The fashion industry is among the most unsustainable industries. When unsold or at the end of their useful lives, billions of pieces of clothing are simply discarded, ending up in landfill or incinerators. As per estimates made by consulting firm McKinsey and the World Economic Forum, the annual production of garments has at least doubled since 2000. This will significantly increase the amount of waste generated, consequently placing a growing burden on landfills. In total, around 85 per cent of textiles go into landfills each year.1

Textile recycling is one of the main solutions identified to tackle the issue of textile waste, alongside strategies such as waste reduction, garment lifetime extension, and the growth of the second-hand economy. Textiles for recycling can be of two types: Post-consumer, which comes from garments discarded by consumers, and Pre-consumer, from the manufacturing process of a product, including scrap created as a by-product from yarn and fabric manufacture.2

According to Ellen MacArthur Foundation, only a fraction of the garment undergoes recycling, with approximately 87 per cent of fibres used to make garments either burned or dumped in a landfill. In the United States as well as other nations like Ghana and Chile, millions of unsold and donated articles of clothing frequently end up in landfills each year. It is estimated that 40 per cent of all clothing bundles sent to Ghana ultimately end up in landfills.3

64 per cent of the textile waste produced is made of synthetic fibre, among which 54 per cent is polyester; the rest of the fibres are shared by cotton (24.7 per cent), man-made cellulosic fibres (7.2 per cent), wool (one per cent) and other animal fibres. Furthermore, there may be additional components such as buttons, zippers, linings, and coatings, each with their own distinct compositions. To produce recycled fibres of superior quality, it is necessary to segregate the textile waste into fractions consisting of pure materials.4

Available Textile Recycling Technologies

With growing awareness of the significant environmental impact of textiles, there has been a substantial surge in textile recycling in recent years. Consequently, there is a strong demand for the advancement of recycling technologies as they broadly apply to specific fibres or fibre blends. Various technologies are developed for recycling textiles based on mechanical, chemical, thermo-mechanical, thermo-chemical, and biochemical processes.5

1.   Chemical Recycling

Chemical fibre-to-fibre recycling requires pure fractions, making the development of effective separation processes a crucial factor in the advancement of textile recycling. It encompasses various processes where changes are made on the molecular level to textile fibres through chemical treatments to create recycled fibres. Numerous companies are actively advancing efforts to prevent textiles from ending up in landfills by offering recycling technologies.

Tyton Biosciences (US) uses water as a solvent to produce cellulosic pulp and polyester monomers from cotton polyester blended fabrics which are further used to make polyester or other materials. Worn Again Technologies takes non-reusable textiles and then cleans, extracts, separates, and regenerates virgin-quality polyester and cellulose from them, which is used to make rayon.6 Ambercycle’s technology produces PET polymers from blended textile waste that can be spun into polyester yarn.

WHAT IS REQUIRED
Could you carry on the textile recycling article from the point where it stops, after the sentence about Ambercycle's technology?

EXCERPTED DATA
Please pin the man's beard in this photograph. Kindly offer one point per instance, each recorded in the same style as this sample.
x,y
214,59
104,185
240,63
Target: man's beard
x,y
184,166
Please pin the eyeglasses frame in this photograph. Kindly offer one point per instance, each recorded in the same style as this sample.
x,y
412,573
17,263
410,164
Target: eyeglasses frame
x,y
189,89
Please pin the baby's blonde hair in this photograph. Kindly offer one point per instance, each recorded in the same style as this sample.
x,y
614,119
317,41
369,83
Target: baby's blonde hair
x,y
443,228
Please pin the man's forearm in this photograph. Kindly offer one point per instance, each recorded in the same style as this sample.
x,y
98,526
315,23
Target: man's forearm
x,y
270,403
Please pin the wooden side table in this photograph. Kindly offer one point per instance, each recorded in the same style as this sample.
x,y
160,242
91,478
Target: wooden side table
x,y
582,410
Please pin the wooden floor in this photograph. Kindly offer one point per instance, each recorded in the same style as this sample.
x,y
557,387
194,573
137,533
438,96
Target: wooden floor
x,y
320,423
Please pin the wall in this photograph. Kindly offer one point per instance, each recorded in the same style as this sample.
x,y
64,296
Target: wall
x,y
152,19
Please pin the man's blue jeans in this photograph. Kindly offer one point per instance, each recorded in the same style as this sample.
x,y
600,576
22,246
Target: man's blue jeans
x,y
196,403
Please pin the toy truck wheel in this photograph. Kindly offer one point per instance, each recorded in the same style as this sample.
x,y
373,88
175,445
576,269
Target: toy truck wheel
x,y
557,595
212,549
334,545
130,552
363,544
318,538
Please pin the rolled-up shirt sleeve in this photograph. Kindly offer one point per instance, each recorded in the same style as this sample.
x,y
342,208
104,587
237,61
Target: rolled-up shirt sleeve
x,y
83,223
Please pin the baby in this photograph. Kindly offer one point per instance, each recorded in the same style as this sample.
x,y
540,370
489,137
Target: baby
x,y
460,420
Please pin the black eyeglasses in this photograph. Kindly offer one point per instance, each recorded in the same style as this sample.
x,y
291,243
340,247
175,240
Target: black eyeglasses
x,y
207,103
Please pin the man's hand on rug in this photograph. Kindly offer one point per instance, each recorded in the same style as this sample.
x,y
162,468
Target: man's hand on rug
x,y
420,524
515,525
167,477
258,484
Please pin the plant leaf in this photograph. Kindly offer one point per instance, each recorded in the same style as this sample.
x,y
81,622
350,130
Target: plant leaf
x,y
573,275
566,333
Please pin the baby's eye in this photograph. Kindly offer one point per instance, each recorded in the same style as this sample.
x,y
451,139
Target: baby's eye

OUTPUT OF THE EXERCISE
2.  Mechanical Recycling

Textiles may also be recycled mechanically, where they are mechanically defibrated into fibres that can be spun into yarns for textile production, either with or without the addition of virgin fibres. Here the fibre composition of the textile waste becomes the same as the recycled fibre. However, the mechanical recycling of most textile materials often results in fibres of lower quality, leading to a process known as down cycling.7 However, a higher level of quality can be achieved by blending recycled shorter fibres with virgin fibres. They are mostly CO2 emission-friendly, with a 60 to 90 per cent reduction potential across all fibre types on spun fibre levels. Companies such as Purfi and Recover are among those exploring advanced mechanical recycling techniques.

3.  Thermo-Mechanical Recycling

Thermo-mechanical recycling uses a combination of heat and pressure to melt synthetic textiles like polyester and polyamide and recover polymers. However, this technology does not apply to natural fibres such as cotton or wool or MMCF (man-made cellulosic fibres) like viscose. It is notable for its relatively low energy consumption and the potential to minimise quality degradation compared to many other mechanical recycling methods. So far, the technology has mostly been proven effective for non-textile waste.8

4.  Thermo-Chemical Recycling

Thermo-chemical recycling is an open-loop technology that uses gasification to produce syngas through the partial oxidation reaction of polymers. This approach is compatible with all types of fibres. However, it is essential to note that this technology is not a closed-loop application for textiles. This technology aims to tackle textile waste comprehensively without restricting fibre composition. Beyond textile waste, this recycling method can potentially address the residual waste from other recycling processes (such as the non-cotton share of the MMCF process).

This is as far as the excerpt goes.